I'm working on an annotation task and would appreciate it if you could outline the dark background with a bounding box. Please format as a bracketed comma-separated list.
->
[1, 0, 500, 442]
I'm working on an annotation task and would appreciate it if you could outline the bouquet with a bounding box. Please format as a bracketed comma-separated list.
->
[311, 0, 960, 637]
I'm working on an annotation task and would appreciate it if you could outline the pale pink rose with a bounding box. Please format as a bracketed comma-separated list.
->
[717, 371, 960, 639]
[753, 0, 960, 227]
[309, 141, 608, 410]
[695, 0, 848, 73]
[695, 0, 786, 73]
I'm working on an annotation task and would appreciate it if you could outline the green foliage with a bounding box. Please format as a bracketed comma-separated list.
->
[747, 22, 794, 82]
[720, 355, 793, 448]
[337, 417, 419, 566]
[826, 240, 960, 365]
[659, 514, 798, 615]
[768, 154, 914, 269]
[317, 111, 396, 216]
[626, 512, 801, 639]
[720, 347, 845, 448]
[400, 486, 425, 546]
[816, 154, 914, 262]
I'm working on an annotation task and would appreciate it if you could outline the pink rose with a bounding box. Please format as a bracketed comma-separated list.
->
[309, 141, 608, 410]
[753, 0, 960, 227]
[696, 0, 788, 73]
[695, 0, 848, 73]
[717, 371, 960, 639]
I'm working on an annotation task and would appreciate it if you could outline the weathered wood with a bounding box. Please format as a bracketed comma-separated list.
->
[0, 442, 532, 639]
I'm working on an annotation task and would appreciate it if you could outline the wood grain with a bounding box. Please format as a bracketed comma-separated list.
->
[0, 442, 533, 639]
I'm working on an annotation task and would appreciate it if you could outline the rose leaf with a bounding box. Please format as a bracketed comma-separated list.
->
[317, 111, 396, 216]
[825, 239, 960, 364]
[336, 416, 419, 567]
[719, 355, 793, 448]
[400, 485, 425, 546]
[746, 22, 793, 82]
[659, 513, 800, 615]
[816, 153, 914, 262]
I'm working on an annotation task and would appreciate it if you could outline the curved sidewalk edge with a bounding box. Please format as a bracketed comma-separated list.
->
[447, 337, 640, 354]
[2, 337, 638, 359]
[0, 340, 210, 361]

= = = =

The response should hold only an exact repeat of the lines from the one with "outline the curved" to the final line of the listing above.

I'm working on an annotation task and would appreciate it if you could outline the curved sidewalk edge with a bounding box. Please format as a bracketed comma-separated list.
->
[447, 337, 640, 354]
[2, 337, 638, 359]
[0, 340, 210, 361]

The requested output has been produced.